- Required task 1 -
Copy out the records from the line with "In the picture above, where can the street" through the end of the records, leaving out the pictures.

Detonation is the rapid and uncontrolled combustion of the air/fuel mixture. Detonation can occur in the cylinder when operating on a fuel of inadequate octane rating, or with ignition too far advanced. It is informally called "pinging".
In discussions on this condition, we will refer to detonation as an abnormal combustion process. Normal combustion is a controlled amount of air/fuel ratio mixture entering each cylinder at the correct operation chamber temperature.
The compressed, "charged" mixture is then ignited at a precise moment by the ignition system that starts a small flame kernel, which is followed by a smooth controlled burning. Anything that alters the air/fuel ratio, chamber temperature, or ignition timing, will affect the combustion process.

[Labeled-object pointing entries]

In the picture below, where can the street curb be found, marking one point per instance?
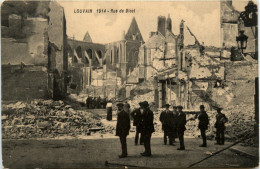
(241, 152)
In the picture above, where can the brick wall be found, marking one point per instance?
(27, 84)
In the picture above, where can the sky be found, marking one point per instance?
(203, 18)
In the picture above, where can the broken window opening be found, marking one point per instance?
(79, 51)
(99, 53)
(89, 52)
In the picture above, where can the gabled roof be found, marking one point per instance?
(134, 32)
(87, 37)
(231, 7)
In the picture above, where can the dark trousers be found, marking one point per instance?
(181, 138)
(123, 144)
(203, 135)
(147, 142)
(137, 136)
(220, 135)
(109, 113)
(170, 135)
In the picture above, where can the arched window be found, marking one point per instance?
(90, 53)
(111, 57)
(99, 53)
(117, 55)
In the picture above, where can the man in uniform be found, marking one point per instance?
(175, 115)
(221, 119)
(203, 124)
(137, 116)
(147, 128)
(167, 119)
(122, 128)
(181, 122)
(109, 110)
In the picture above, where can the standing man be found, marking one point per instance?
(167, 121)
(221, 119)
(137, 116)
(203, 124)
(122, 128)
(147, 128)
(181, 122)
(175, 115)
(109, 110)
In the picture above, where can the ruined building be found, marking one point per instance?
(181, 73)
(100, 69)
(34, 60)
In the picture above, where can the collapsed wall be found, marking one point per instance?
(33, 37)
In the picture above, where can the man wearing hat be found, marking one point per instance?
(168, 121)
(221, 119)
(181, 122)
(175, 115)
(147, 128)
(122, 128)
(109, 110)
(137, 116)
(203, 124)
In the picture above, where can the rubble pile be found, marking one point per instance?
(45, 118)
(238, 126)
(149, 97)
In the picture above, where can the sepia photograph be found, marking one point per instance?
(129, 84)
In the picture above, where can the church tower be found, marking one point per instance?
(169, 23)
(87, 37)
(134, 32)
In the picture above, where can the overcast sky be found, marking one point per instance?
(203, 18)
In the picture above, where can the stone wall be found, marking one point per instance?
(34, 36)
(24, 84)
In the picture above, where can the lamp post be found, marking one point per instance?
(249, 16)
(241, 40)
(249, 19)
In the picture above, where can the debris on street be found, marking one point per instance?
(46, 118)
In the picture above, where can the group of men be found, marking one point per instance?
(96, 102)
(143, 120)
(173, 125)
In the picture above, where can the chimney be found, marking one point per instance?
(123, 35)
(161, 25)
(169, 23)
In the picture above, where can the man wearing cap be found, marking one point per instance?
(203, 124)
(122, 128)
(175, 115)
(167, 119)
(137, 116)
(109, 110)
(147, 128)
(221, 119)
(181, 122)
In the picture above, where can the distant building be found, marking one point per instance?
(33, 57)
(103, 66)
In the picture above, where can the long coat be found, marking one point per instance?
(137, 116)
(221, 119)
(147, 121)
(168, 120)
(123, 124)
(203, 121)
(181, 122)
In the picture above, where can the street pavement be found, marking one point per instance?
(92, 153)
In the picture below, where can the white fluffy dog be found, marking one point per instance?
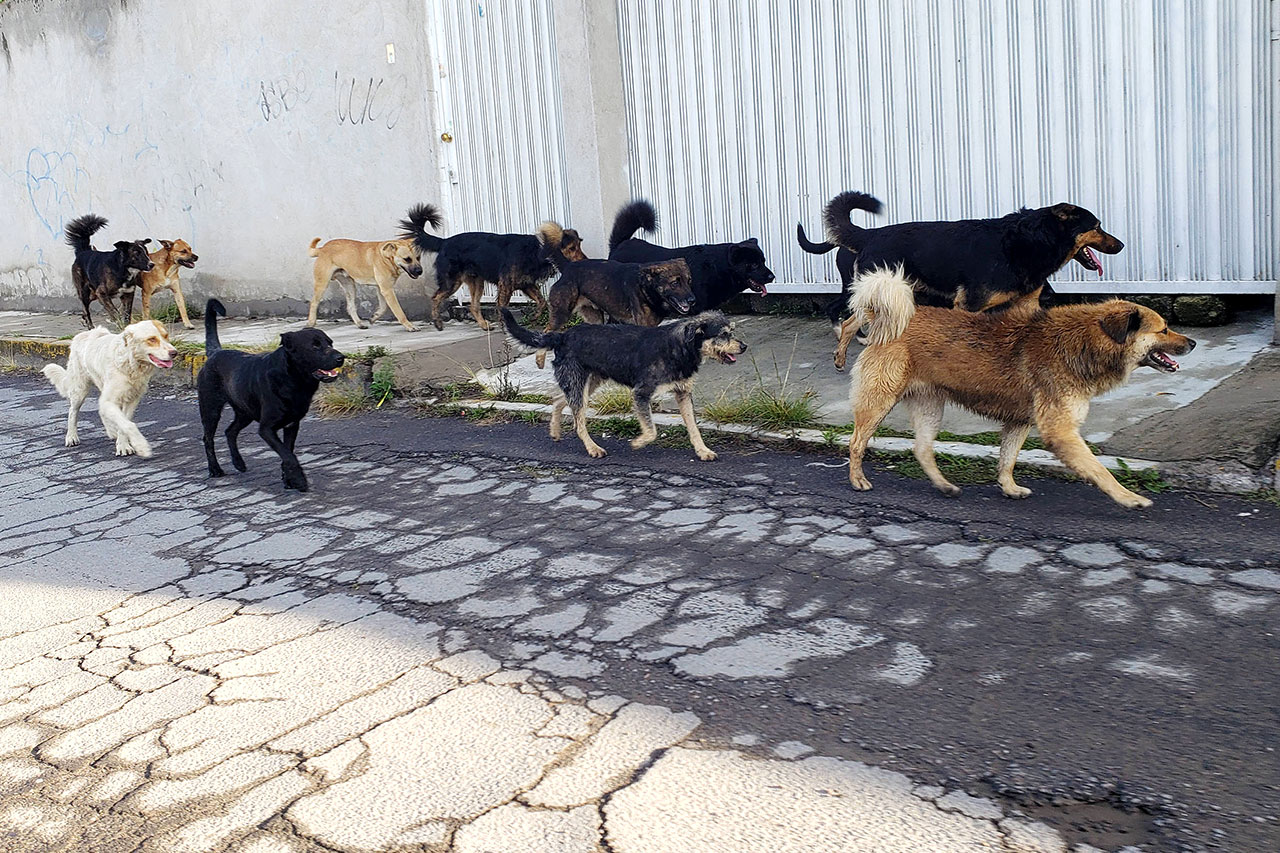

- Required task 2 -
Pick up the passage on engine detonation after its final sentence and carry it forward.

- Exercise output 1 -
In the picture above, where can the street pavement be found, marking one point per instance?
(92, 153)
In the picture below, where can the white fluffy dog be found, marking one point per instance?

- Exercise output 2 -
The following are items that will usually effect the combustion process: Camshafts that alter valve timing from OEM specs, a different combination of pistons or cylinder heads altering compression ratio, wrong octane gasoline, engines that burn oil, a non-functioning EGR system, vacuum leaks, or restricted exhaust systems.
Listed below are some of the results of an abnormal combustion process in a gasoline engine:
- Piston, ring land, or piston ring breakage
- Head gasket armor distortion and burn through
- Tuliped intake valves
- Burned, cracked, or distorted exhaust valves
- Cylinder head cracks in combustion chamber
- Connecting rod bearing damage on upper shell first; leads to complete engine failure
- Wrong heat range on spark plugs
- Using oversized fuel injectors
- Wrong turbo charger
- Changing the computer or reprogramming it
Once detonation starts, it propagates with each combustion process. As the temperature and pressure in the cylinder increases, creating a violent uncontrolled burning, the exhaust stroke is no longer capable of evacuating enough temperature from the combustion chamber.
Modern engines have more electronic controls for engine management systems than engines built even 10 years ago. Those modern controls, when operating correctly, prevent detonation by retarding the ignition system. Engines without electronic spark control, rely on drivers to sense detonation, and correct the problem.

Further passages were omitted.